- _SELECTED PASSAGE_:
** START **

Haskell list length alternative

Hi I've got a list on Haskell with close to 10^15 Int's in it and I'm trying print the length of the list.

let list1 = [1..1000000000000000]   --  this is just a dummy list I dont
print list1 length                  --  know the actual number of elements

printing this takes a very long time to do, is there another way to get the number of elements in the list and print that number?

Upvotes: 0

Views: 510

Answers (1)

Daniel Wagner
Daniel Wagner

Reputation: 152697

I've occasionally gotten some value out of lists that carry their length. The poor man's version goes like this:

import Data.Monoid

type ListLength a = (Sum Integer, [a])

singletonLL :: a -> ListLength a
singletonLL x = (1, [x])

** END **

- _EXTRACTED MATERIAL_:
** START **

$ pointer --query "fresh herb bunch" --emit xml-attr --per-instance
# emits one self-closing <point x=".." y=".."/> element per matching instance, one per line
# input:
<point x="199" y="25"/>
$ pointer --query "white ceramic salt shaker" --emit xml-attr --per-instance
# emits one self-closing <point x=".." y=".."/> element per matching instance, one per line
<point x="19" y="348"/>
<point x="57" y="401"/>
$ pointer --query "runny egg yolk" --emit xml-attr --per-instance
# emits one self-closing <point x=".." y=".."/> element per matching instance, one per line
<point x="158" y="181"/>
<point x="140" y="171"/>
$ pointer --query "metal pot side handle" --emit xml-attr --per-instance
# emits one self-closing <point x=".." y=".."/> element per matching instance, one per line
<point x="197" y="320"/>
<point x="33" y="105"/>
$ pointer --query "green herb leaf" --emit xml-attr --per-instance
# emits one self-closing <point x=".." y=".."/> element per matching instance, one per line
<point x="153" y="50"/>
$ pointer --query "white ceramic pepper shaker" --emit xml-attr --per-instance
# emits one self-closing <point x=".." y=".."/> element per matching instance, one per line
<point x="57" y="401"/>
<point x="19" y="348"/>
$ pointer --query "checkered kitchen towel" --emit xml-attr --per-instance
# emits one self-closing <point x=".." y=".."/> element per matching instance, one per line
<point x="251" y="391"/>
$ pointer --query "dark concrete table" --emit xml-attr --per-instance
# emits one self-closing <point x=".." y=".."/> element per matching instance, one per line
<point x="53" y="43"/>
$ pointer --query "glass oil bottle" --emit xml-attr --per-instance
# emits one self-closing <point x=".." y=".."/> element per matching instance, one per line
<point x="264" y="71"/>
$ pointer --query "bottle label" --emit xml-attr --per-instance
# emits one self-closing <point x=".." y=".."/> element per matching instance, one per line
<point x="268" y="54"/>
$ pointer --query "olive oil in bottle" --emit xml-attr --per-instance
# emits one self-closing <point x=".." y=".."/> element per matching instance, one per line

** END **

- _WHAT YOU NEED TO DO_:
1. Answer these questions about the Haskell list-length thread:
(a) About how many Ints does the asker's list contain?
(b) What does the answerer say they have occasionally gotten some value out of?
(c) In the ListLength type synonym, what type is paired with the list [a]?
2. Continue the Haskell list-length thread from the line after its last line of code, in the same style as the answer.

- _TASK-BY-TASK OUTPUTS_:
1.
(a) Close to 10^15
(b) Lists that carry their length
(c) Sum Integer

2.
lengthLL :: ListLength a -> Integer
lengthLL (Sum len, _) = len

The Monoid instance that comes for free gives you empty lists, concatenation, and a fromList-alike. Other standard Prelude functions that operate on lists like map, take, drop aren't too hard to mimic, though you'll need to skip the ones like cycle and repeat that produce infinite lists, and filter and the like are a bit expensive. For your question, you would also want analogs of the Enum methods; e.g. perhaps something like:

enumFromToLL :: Integral a => a -> a -> ListLength a
enumFromToLL lo hi = (fromIntegral hi-fromIntegral lo+1, [lo..hi])

Then, in ghci, your example is instant:

> lengthLL (enumFromToLL 1 1000000000000000)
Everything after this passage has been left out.